> [Records provided]
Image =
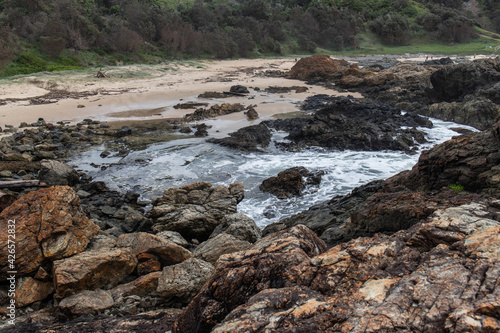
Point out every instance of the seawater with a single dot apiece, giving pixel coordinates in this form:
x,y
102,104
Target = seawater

> [What is needed]
Pictures stay out; everything else in the records gets copied exactly.

> [Solution to this exercise]
Image =
Point out every instance of the seawater with a single dot apiece, giving pixel coordinates in this form:
x,y
102,104
Target = seawater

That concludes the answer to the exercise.